%%
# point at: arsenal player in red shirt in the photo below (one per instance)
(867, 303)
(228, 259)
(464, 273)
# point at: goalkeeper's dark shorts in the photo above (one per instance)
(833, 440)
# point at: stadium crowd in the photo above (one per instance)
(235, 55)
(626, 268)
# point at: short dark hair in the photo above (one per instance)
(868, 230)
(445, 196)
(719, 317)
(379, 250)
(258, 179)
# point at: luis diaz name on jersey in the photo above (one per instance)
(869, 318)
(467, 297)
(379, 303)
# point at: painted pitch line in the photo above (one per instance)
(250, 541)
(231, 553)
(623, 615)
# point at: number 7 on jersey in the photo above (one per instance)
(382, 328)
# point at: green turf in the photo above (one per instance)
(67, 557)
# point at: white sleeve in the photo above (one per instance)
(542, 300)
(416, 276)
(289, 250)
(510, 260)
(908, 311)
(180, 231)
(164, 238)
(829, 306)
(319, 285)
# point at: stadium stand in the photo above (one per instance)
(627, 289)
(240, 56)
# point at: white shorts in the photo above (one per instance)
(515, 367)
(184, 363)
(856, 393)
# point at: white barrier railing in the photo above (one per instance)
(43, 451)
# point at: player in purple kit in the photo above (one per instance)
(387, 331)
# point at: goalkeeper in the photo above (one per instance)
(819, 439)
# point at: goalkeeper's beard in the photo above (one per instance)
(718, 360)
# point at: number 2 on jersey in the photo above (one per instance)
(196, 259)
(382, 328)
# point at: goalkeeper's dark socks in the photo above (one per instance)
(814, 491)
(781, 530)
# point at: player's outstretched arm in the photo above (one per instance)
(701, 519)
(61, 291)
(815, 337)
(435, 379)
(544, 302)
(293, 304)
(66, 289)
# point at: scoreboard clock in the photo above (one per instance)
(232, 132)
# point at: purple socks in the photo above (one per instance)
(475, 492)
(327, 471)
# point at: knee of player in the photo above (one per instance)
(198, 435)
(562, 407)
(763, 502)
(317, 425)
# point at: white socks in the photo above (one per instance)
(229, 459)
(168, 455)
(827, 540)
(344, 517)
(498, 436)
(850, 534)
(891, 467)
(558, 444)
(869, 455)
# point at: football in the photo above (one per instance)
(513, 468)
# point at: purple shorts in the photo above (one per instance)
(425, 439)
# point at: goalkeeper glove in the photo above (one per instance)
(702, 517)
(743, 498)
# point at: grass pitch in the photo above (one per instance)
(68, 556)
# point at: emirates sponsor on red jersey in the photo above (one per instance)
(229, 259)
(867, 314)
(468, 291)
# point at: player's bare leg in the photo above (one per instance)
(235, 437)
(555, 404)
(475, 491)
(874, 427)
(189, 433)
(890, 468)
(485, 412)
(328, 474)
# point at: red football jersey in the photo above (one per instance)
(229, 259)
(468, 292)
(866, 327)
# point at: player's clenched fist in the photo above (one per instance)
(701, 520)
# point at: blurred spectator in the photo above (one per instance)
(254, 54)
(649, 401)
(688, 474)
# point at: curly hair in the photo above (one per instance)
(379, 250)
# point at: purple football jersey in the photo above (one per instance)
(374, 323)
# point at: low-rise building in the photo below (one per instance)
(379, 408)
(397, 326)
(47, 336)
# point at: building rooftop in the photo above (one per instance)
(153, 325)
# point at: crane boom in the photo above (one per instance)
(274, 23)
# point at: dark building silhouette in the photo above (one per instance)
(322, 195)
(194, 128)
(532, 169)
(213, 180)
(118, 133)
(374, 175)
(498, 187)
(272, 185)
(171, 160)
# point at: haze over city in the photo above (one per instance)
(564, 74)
%%
Rewrite all of the rows above, replacing every occurrence of "point at" with "mark". Keep everything else unchanged.

> [Output below]
# mark: arsenal player in red shirt in the photo below (one per instance)
(867, 303)
(228, 259)
(464, 273)
# mark: goalkeeper's dark shorts in the photo above (one per instance)
(833, 440)
# mark: stadium crowd in the photo above (one per instance)
(235, 55)
(626, 268)
# mark: short dark hair in the photo above (one per instance)
(868, 230)
(445, 196)
(719, 317)
(379, 250)
(258, 179)
# mark: luis diaz name on jersey in the photo above (one per instance)
(869, 318)
(467, 297)
(379, 303)
# mark: painted pitch line in the photo above (one per instance)
(250, 541)
(231, 553)
(623, 615)
# mark: number 7 on jersey in the photo above (one per instance)
(382, 328)
# mark: green turf in the photo above (one per instance)
(67, 557)
# mark: white sleeve in the photo above (one per instance)
(542, 300)
(416, 276)
(289, 250)
(510, 260)
(908, 311)
(180, 231)
(164, 238)
(829, 306)
(319, 285)
# mark: stadium stand in the photo above (one per instance)
(627, 289)
(240, 56)
# mark: white shorts in the photo above (one per instance)
(515, 367)
(184, 363)
(856, 393)
# mark: white barrier railing in the photo above (one per instance)
(43, 451)
# mark: player in purple kit in the photo above (one per instance)
(387, 331)
# mark: goalkeeper in the photo above (one per instance)
(819, 439)
# mark: goalkeeper's beard in the photo above (one per instance)
(718, 360)
# mark: number 2 on jersey in the photo above (one per instance)
(196, 259)
(382, 328)
# mark: goalkeeper's dark socks in the photo above (one per instance)
(814, 491)
(781, 530)
# mark: player's outstretched arm in the photo above (one per instance)
(701, 519)
(61, 291)
(815, 337)
(435, 379)
(544, 302)
(293, 304)
(66, 289)
# mark: scoreboard clock in the photo above (one per instance)
(232, 132)
# mark: purple socks in the photo above (one per instance)
(475, 492)
(327, 471)
# mark: knee of player in the photo above (one per instance)
(198, 435)
(562, 407)
(763, 502)
(317, 425)
# mark: white socks in the photo above (one per instance)
(229, 459)
(168, 455)
(827, 540)
(344, 517)
(498, 436)
(850, 534)
(891, 467)
(558, 444)
(869, 455)
# mark: football in the photo above (one per instance)
(513, 468)
# mark: purple shorts in the photo above (one per instance)
(425, 439)
# mark: goalkeeper glove in the photo above (one per instance)
(702, 517)
(743, 498)
# mark: grass pitch in the photo above (one per instance)
(68, 556)
# mark: emirates sponsor on red jersey in the photo above (one per instance)
(229, 259)
(867, 314)
(468, 291)
# mark: player's bare leg in the photo above (one per instance)
(235, 437)
(555, 404)
(475, 491)
(874, 427)
(189, 433)
(890, 468)
(485, 412)
(328, 474)
# mark: red football jersey in the photo above (one per instance)
(229, 259)
(468, 292)
(866, 327)
# mark: player's clenched fist in the photo above (one per instance)
(701, 520)
# mark: blurred spectator in the photo above (one per instance)
(254, 54)
(649, 401)
(688, 474)
# mark: curly hair in the photo above (one per instance)
(379, 250)
# mark: purple football jersey in the photo above (one per instance)
(374, 323)
# mark: low-rise building in the photo below (one per instance)
(379, 408)
(397, 326)
(47, 336)
# mark: building rooftop in the photo above (one per instance)
(153, 325)
# mark: crane boom in the photo above (one per instance)
(274, 23)
# mark: dark building silhouette in the photo above (one per instance)
(322, 195)
(194, 128)
(532, 169)
(213, 180)
(118, 133)
(374, 175)
(498, 187)
(272, 185)
(171, 160)
# mark: haze over city in the photo above (one per instance)
(564, 74)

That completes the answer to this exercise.